→ **Extracto de página**
===============

(Ilustración: Giovanni Tazza)
(Ilustración: Giovanni Tazza)
Santiago Roncagliolo

Un hombre amanece un buen día convertido en teta. Sí, en un pecho femenino a escala humana. Lo llevan al hospital, donde una enfermera le pasa pañitos húmedos. Él no puede verla, porque los bustos carecen de ojos, pero fantasea con penetrarla usando su pezón.

Es el argumento de una novela de , el coloso de las letras norteamericanas que falleció la semana pasada, después de ganar el Man Booker, Pulitzer, Faulkner y todos los premios posibles menos el Nobel, lo cual es solo una muestra más de la decadencia del Nobel.

Columnistas de todo el mundo han despedido a Roth recalcando su sátira de Estados Unidos, su crítica al Estado de Israel y, en el mejor de los casos, pasando de puntillas sobre el detallito de su impúdica exhibición de masculinidad. Y sin embargo, esto último resulta lo más característico, lo más personal de su mirada.

Y no me refiero a su vida privada, donde los testimonios disponibles –las memorias de su ex esposa Claire Bloom– lo describen como un infiel compulsivo con tendencias sádicas y terror al compromiso. No. Hablo de su literatura, ese catálogo de personajes con implantes de pene, viejos verdes, orgías entre perseguidos políticos y, con machacona insistencia, masturbaciones de todo tipo: en grupo, ante a una tumba, con la foto de la hija del amigo en la mano, sobre el hígado del almuerzo familiar.

Evidentemente, corren malos tiempos para recordar esos detallitos. Quizá Roth lo intuía cuando tomó la decisión más valiente de todas: dejar de escribir. Los autores de sus obituarios –todos los que he encontrado, hombres– han cumplido la regla de cortesía de recordar solo los aspectos amables del difunto. Pero la revolución femenina de los últimos años ha convertido la imaginación de Roth en el mejor escaparate de todo lo que un hombre heterosexual no debería imaginar.

Y sin embargo, Roth es un inesperado prócer de la mirada de género. Porque es el primero que entendió a los personajes como esclavos de sus cuerpos.

===============

→ **Datos en estudio**
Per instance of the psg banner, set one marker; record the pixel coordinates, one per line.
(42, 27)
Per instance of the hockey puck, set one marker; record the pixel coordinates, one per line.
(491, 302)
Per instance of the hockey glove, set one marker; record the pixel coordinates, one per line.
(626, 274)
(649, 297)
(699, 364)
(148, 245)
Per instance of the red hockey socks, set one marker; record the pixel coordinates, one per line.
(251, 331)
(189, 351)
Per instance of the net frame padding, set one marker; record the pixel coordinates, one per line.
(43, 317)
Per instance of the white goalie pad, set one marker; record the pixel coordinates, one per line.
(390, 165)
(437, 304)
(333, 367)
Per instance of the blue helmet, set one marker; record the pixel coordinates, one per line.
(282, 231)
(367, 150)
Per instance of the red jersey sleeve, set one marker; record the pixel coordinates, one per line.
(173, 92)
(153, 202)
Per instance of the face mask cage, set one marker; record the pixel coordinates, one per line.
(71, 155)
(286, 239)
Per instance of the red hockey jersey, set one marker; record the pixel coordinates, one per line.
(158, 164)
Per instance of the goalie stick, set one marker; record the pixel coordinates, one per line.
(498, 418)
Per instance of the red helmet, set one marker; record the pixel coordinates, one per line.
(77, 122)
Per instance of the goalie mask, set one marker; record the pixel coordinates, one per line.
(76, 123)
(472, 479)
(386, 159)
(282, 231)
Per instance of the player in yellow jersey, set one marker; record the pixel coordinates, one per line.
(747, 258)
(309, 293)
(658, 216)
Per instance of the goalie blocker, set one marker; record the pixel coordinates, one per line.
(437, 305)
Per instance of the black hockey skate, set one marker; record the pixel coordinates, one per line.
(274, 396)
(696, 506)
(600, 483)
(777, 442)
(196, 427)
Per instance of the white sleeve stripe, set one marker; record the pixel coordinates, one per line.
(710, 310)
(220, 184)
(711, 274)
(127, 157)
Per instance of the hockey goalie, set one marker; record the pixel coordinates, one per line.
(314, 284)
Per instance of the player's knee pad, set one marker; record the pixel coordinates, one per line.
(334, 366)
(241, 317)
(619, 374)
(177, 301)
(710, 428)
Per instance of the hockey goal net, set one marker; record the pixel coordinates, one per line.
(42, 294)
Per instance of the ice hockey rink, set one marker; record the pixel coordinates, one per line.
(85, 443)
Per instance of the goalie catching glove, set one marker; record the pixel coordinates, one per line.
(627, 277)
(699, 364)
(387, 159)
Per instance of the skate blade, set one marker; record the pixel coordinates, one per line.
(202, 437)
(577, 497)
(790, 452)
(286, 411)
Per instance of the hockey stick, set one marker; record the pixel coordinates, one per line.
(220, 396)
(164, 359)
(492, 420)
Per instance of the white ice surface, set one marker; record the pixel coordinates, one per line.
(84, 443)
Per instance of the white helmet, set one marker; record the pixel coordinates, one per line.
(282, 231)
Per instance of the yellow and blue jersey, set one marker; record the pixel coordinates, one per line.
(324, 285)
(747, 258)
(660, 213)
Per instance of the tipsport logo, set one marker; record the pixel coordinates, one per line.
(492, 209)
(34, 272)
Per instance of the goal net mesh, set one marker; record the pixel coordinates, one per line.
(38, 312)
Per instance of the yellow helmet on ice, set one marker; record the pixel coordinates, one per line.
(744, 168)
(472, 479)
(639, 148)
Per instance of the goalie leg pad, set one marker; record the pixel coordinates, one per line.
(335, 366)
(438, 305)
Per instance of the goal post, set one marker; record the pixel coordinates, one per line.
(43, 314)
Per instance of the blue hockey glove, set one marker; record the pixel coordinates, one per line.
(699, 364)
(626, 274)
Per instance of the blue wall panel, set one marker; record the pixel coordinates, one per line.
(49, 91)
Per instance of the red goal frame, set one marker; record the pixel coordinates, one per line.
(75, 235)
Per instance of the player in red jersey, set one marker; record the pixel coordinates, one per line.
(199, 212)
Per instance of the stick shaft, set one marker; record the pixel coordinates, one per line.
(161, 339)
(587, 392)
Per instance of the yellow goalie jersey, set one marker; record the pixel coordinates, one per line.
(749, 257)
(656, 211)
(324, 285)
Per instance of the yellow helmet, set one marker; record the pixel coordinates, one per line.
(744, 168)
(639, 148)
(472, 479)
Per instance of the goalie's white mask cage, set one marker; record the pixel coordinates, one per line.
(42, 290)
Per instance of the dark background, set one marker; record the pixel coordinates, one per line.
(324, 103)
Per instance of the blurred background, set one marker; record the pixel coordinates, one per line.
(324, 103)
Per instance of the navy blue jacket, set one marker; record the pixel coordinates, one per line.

===============

→ **Comprueba tu comprensión**
1. Enumera todos los premios que, según la columna sobre Roth, ganó el escritor.
2. Prosigue la columna sobre Roth a partir de su última oración.

→ **Resultados por tarea**
1. Man Booker, Pulitzer y Faulkner.

2.
En la historia de la literatura y el pensamiento, el cuerpo es un estorbo. Impuro para los religiosos, irrelevante para los marxistas, indigno para los intelectuales en general. Para los libros, las personas siempre fueron condicionadas por su comunidad: pobres o ricos, católicos o protestantes, peruanos o chinos. Nunca portadores de órganos genitales y, por lo tanto, de apetitos y deseos.

En los libros de Roth, sus cuerpos determinan a los personajes, los arrastran, los condenan. Es más importante ser varón que ser norteamericano. O mujer, como la Consuelo de “El animal moribundo”, mutilada por un cáncer de pecho. O la hija del Sueco de “Pastoral americana”, que condena a su cuerpo a vivir como una bestia y ser pasto de otros animales. Reflexionando sobre la vejez, Roth resume toda nuestra existencia en una frase de Everyman: “Tu cuerpo te hace traicionar a los demás. Y luego, tu cuerpo te traiciona a ti”.

La revolución del siglo XX fue de las clases sociales: masas de pobres reclamaron vivir mejor. Conforme la clase media crece en el mundo, la nueva revolución viene determinada por la sexualidad: mujeres y minorías LGBTI exigen vivir cómodos en sus cuerpos, sin ser minusvalorados o despreciados por el macho dominante, libres de estereotipos asignados desde anatomías ajenas.

Al final, Philip Roth, con su narrativa de machote y sus personajes atormentados por sus entrepiernas, supo ver antes que nadie lo que realmente manda en nuestra vida.